→ What is being asked
Rewrite the material from the line containing "the brick wall" up to and including the line containing "column 220, row 609" as a Markdown table with two columns, Row and Line. Number each row and leave out blank lines.

→ Entries shown

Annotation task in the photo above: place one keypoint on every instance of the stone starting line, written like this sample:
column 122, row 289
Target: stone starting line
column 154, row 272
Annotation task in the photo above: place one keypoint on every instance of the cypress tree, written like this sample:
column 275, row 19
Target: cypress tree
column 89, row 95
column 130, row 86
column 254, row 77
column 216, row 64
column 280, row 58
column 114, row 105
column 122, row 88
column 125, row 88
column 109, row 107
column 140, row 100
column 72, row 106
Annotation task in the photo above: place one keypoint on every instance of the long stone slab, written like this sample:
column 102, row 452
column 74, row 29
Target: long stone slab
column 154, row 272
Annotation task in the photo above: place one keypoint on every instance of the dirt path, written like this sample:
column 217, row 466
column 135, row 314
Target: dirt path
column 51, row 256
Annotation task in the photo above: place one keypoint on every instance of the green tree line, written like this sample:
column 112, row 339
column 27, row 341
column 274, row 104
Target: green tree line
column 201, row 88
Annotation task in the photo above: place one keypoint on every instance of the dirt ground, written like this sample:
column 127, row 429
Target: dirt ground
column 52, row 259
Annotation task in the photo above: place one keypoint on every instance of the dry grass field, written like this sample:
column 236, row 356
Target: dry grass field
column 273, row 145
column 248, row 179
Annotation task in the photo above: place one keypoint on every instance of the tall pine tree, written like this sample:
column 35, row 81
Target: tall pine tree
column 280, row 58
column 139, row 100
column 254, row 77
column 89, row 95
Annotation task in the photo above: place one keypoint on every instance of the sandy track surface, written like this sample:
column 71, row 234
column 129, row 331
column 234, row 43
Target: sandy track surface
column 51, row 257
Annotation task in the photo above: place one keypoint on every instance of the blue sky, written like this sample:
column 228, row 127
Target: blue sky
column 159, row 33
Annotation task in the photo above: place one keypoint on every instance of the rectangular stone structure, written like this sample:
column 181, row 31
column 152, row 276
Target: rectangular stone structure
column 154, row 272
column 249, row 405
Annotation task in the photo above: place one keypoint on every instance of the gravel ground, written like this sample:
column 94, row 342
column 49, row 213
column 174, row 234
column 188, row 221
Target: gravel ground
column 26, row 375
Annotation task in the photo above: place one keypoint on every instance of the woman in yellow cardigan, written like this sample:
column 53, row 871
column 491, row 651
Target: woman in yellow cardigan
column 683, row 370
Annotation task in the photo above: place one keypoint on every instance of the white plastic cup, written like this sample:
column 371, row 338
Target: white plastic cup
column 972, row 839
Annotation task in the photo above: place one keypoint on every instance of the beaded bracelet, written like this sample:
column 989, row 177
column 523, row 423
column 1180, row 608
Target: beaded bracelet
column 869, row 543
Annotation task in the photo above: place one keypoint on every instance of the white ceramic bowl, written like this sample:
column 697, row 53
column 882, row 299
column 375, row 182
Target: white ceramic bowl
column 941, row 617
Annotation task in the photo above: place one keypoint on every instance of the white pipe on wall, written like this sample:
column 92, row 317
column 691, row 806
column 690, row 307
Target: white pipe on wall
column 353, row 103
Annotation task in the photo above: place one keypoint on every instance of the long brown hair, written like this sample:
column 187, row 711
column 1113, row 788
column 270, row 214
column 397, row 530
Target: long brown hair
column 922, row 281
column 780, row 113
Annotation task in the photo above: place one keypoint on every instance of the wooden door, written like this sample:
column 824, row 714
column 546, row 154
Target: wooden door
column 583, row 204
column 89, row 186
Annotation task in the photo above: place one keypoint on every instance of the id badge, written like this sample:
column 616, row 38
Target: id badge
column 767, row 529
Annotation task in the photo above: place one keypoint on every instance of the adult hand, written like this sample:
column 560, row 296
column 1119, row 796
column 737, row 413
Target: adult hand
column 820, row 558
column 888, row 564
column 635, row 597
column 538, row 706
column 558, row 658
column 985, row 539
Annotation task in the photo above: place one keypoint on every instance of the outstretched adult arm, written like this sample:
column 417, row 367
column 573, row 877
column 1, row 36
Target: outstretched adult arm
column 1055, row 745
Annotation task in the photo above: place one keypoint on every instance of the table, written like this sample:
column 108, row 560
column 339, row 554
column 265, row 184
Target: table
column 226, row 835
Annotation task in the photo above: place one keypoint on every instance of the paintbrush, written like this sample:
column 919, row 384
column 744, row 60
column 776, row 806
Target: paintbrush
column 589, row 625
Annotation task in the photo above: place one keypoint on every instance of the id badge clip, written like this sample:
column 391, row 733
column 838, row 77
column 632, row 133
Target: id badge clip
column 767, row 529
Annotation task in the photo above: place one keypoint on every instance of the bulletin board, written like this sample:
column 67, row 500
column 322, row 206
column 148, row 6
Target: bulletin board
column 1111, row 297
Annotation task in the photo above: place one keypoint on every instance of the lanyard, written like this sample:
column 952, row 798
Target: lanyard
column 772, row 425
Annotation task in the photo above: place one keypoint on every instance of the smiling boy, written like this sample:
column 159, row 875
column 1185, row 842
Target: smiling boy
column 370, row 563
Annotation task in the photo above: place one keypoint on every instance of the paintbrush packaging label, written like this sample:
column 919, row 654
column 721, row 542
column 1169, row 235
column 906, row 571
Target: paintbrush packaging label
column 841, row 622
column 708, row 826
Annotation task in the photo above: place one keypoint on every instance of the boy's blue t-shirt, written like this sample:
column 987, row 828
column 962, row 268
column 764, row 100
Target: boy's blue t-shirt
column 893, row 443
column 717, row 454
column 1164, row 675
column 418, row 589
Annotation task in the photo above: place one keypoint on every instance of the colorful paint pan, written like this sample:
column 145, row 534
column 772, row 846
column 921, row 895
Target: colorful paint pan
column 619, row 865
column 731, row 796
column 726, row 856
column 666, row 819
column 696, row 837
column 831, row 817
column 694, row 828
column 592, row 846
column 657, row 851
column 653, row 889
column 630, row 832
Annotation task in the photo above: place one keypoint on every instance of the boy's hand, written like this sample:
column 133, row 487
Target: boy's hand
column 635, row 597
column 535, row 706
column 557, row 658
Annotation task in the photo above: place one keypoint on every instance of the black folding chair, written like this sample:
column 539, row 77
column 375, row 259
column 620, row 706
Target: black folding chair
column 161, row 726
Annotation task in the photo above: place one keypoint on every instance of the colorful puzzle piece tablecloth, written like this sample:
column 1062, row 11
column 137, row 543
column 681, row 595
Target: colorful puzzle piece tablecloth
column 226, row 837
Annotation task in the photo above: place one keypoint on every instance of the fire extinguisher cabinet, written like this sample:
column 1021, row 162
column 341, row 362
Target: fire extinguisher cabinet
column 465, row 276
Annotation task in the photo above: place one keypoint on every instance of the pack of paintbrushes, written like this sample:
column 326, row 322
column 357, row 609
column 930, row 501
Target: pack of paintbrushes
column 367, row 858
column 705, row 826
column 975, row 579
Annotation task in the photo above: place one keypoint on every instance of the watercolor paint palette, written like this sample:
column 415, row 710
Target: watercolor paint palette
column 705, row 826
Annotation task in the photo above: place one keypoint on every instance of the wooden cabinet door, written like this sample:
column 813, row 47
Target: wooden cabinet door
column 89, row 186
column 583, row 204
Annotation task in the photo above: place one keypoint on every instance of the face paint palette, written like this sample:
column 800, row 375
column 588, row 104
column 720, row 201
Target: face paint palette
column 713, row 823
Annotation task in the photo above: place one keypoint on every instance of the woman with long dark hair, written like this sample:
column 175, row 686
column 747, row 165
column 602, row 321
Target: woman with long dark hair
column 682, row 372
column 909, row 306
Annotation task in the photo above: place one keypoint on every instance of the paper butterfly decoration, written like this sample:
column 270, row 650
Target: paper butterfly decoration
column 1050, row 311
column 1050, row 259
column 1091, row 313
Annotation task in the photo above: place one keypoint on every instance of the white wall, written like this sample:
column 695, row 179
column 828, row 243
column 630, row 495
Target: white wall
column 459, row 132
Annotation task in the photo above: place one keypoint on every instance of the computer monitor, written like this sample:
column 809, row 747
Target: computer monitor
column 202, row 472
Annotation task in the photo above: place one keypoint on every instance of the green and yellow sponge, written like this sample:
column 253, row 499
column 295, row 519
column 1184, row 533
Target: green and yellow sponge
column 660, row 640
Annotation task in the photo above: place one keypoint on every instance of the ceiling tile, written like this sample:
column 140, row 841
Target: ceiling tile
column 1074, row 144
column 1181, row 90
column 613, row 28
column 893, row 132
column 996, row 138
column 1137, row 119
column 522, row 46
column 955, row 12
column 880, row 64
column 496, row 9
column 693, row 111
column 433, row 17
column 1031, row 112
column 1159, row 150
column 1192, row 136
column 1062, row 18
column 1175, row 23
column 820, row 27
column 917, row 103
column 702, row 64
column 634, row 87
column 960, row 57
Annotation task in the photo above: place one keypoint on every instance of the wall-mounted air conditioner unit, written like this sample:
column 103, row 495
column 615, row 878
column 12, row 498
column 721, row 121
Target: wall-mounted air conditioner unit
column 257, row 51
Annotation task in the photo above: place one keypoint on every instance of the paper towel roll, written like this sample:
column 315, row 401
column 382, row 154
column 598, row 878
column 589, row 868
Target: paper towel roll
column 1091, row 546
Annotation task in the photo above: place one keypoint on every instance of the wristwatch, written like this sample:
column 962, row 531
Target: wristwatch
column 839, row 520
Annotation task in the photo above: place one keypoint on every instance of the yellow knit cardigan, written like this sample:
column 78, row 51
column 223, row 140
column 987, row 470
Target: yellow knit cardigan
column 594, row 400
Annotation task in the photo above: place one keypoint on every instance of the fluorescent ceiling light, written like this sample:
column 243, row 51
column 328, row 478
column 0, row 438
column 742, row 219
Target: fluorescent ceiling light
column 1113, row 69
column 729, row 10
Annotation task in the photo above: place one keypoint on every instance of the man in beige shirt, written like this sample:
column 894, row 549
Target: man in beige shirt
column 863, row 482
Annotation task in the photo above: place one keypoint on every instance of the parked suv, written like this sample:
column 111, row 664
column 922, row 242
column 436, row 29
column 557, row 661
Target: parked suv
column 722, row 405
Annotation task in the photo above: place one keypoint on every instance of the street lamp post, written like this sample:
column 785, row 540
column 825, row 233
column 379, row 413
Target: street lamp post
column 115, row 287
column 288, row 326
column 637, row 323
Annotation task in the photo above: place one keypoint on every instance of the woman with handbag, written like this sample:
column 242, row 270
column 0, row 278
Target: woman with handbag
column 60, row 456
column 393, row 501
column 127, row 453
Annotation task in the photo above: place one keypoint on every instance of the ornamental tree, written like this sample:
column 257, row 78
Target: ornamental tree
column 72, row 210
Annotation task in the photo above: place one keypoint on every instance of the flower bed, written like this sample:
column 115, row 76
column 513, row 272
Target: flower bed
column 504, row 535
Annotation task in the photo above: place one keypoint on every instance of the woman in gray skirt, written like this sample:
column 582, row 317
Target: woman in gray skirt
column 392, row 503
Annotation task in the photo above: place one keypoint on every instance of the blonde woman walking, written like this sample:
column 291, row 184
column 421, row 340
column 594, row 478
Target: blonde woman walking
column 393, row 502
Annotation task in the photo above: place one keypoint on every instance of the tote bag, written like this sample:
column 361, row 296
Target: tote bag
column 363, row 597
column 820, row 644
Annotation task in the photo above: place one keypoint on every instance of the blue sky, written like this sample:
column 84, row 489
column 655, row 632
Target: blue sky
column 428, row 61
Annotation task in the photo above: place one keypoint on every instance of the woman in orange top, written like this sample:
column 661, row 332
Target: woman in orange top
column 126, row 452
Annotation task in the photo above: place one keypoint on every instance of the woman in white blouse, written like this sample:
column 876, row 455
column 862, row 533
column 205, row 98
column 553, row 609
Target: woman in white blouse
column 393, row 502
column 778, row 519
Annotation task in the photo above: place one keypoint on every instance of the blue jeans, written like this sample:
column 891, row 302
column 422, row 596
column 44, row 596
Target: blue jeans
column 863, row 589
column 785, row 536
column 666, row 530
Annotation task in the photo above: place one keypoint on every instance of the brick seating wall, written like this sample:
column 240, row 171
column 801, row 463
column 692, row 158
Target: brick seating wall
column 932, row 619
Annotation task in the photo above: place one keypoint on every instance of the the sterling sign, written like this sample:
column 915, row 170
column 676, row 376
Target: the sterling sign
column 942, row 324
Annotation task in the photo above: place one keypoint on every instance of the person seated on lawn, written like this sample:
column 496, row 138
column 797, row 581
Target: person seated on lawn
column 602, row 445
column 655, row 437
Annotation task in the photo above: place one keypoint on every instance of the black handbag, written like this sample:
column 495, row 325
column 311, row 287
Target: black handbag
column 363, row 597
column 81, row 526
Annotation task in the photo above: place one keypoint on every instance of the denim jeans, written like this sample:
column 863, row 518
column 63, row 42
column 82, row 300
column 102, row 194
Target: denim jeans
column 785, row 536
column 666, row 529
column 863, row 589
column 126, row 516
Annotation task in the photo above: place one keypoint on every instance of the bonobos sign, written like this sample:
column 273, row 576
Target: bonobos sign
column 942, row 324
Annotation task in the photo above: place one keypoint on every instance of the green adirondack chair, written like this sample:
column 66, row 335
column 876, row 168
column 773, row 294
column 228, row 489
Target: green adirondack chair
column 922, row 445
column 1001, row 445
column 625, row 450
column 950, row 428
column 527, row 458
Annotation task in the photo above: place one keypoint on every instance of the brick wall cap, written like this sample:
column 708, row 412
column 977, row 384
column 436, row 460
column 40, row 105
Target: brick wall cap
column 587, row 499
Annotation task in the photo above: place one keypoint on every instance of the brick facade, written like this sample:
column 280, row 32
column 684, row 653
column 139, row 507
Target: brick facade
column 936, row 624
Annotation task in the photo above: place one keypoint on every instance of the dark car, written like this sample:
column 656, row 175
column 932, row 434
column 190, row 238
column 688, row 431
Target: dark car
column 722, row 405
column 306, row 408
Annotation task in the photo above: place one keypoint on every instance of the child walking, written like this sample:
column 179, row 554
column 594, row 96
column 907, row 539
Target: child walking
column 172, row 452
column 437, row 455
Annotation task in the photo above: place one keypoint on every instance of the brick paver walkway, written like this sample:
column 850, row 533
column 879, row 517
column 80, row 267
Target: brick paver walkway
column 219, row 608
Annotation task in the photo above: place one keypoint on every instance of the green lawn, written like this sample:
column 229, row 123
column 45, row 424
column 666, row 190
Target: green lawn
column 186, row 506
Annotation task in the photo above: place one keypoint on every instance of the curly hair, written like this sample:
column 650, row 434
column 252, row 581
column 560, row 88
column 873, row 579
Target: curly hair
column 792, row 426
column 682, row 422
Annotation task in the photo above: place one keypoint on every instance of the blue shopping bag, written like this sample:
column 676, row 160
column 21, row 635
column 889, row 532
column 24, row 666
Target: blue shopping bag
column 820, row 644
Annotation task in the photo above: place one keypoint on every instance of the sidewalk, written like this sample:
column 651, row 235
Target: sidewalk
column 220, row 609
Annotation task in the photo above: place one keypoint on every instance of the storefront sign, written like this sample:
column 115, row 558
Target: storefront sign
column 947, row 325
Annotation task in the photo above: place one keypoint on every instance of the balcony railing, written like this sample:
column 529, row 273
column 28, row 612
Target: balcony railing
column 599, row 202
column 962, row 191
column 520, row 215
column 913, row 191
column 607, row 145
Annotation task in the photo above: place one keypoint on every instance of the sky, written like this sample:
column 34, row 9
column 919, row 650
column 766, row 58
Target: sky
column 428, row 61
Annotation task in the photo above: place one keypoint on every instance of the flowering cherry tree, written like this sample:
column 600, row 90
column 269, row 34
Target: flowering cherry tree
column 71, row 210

→ Result of the exercise
| Row | Line |
|---|---|
| 1 | Annotation task in the photo above: place one keypoint on every instance of the brick wall cap, written like this sample: |
| 2 | column 708, row 412 |
| 3 | column 977, row 384 |
| 4 | column 436, row 460 |
| 5 | column 40, row 105 |
| 6 | Target: brick wall cap |
| 7 | column 587, row 499 |
| 8 | Annotation task in the photo above: place one keypoint on every instance of the brick facade, written like this sample: |
| 9 | column 280, row 32 |
| 10 | column 684, row 653 |
| 11 | column 139, row 507 |
| 12 | Target: brick facade |
| 13 | column 936, row 624 |
| 14 | Annotation task in the photo above: place one keypoint on every instance of the dark car, written like this sample: |
| 15 | column 656, row 175 |
| 16 | column 932, row 434 |
| 17 | column 190, row 238 |
| 18 | column 688, row 431 |
| 19 | Target: dark car |
| 20 | column 722, row 405 |
| 21 | column 306, row 408 |
| 22 | Annotation task in the photo above: place one keypoint on every instance of the child walking, written like this sample: |
| 23 | column 179, row 554 |
| 24 | column 594, row 96 |
| 25 | column 907, row 539 |
| 26 | Target: child walking |
| 27 | column 172, row 452 |
| 28 | column 437, row 455 |
| 29 | Annotation task in the photo above: place one keypoint on every instance of the brick paver walkway, written like this sample: |
| 30 | column 850, row 533 |
| 31 | column 879, row 517 |
| 32 | column 80, row 267 |
| 33 | Target: brick paver walkway |
| 34 | column 219, row 608 |
| 35 | Annotation task in the photo above: place one keypoint on every instance of the green lawn, written like this sample: |
| 36 | column 229, row 123 |
| 37 | column 45, row 424 |
| 38 | column 666, row 190 |
| 39 | Target: green lawn |
| 40 | column 186, row 506 |
| 41 | Annotation task in the photo above: place one keypoint on every instance of the curly hair, written like this sample: |
| 42 | column 650, row 434 |
| 43 | column 252, row 581 |
| 44 | column 560, row 88 |
| 45 | column 873, row 579 |
| 46 | Target: curly hair |
| 47 | column 792, row 426 |
| 48 | column 682, row 422 |
| 49 | Annotation task in the photo above: place one keypoint on every instance of the blue shopping bag, written like this sample: |
| 50 | column 676, row 160 |
| 51 | column 21, row 635 |
| 52 | column 889, row 532 |
| 53 | column 24, row 666 |
| 54 | Target: blue shopping bag |
| 55 | column 820, row 644 |
| 56 | Annotation task in the photo above: place one keypoint on every instance of the sidewalk, written like this sample: |
| 57 | column 651, row 235 |
| 58 | Target: sidewalk |
| 59 | column 220, row 609 |